* **EXERCISE REQUIREMENTS**
Reproduce all of the following lines word for word.

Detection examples
....

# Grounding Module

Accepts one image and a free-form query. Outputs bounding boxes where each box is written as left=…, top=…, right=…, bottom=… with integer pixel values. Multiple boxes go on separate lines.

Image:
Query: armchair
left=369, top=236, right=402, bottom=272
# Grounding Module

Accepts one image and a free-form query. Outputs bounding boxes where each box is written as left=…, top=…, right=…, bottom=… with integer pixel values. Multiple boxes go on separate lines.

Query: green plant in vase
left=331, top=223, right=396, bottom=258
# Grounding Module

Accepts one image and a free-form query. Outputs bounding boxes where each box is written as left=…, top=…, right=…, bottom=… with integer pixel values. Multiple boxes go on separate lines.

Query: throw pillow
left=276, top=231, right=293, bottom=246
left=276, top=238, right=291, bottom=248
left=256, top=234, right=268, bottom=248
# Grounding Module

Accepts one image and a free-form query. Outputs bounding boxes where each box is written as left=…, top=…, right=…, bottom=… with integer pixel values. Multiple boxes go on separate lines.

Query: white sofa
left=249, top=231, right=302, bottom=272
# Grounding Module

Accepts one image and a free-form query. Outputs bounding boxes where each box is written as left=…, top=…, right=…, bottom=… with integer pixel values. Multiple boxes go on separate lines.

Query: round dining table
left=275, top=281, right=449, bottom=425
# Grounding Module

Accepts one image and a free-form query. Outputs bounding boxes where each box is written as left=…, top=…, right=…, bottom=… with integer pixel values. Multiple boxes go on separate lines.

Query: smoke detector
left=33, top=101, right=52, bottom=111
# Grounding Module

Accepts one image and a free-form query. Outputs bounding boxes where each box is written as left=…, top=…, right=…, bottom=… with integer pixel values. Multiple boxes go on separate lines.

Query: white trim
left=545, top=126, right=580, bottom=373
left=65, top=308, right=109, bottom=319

....

* **RESPONSE TO THIS TASK**
# Grounding Module

Accepts one image and a free-form query. Outputs bounding boxes where each box is written as left=…, top=…, right=…, bottom=… with integer pixel values. Multiple boxes go on separate lines.

Image:
Query: armchair
left=369, top=236, right=402, bottom=272
# Grounding Module

Accepts one image and a free-form query. Outputs bounding boxes where each box is written as left=…, top=…, right=…, bottom=… with integer pixel values. Multiple boxes go on separate lines.

Query: green plant in vase
left=331, top=223, right=396, bottom=258
# Grounding Module

Accepts one image and a free-form query. Outputs bounding boxes where each box is written as left=…, top=…, right=…, bottom=… with integer pixel values. Multiple boxes go on separate lines.

Query: throw pillow
left=276, top=231, right=293, bottom=246
left=276, top=238, right=291, bottom=248
left=256, top=234, right=268, bottom=248
# Grounding Module

Accepts one image and a free-form query. Outputs bounding boxes where each box is written as left=…, top=…, right=…, bottom=… with integer pixel values. Multiple boxes go on separate lines.

Query: white sofa
left=249, top=231, right=302, bottom=272
# Grounding Module

Accepts one image and a free-form query. Outputs bounding boxes where each box is written as left=…, top=…, right=…, bottom=… with integer pixel values. Multiple boxes go on separate lines.

Query: round dining table
left=275, top=281, right=449, bottom=425
# Grounding Module

Accepts one image and a free-form query. Outputs bounding boxes where each box is written as left=…, top=…, right=…, bottom=… with integer pixel values. Multiple boxes go on separate lines.

Query: smoke detector
left=33, top=101, right=52, bottom=111
# Grounding Module

Accepts one image and a free-form query. Outputs bounding boxes where each box is written as left=…, top=…, right=…, bottom=… with integer pixel values. Multiple boxes go on separate lines.

Query: white trim
left=545, top=126, right=580, bottom=373
left=65, top=308, right=109, bottom=319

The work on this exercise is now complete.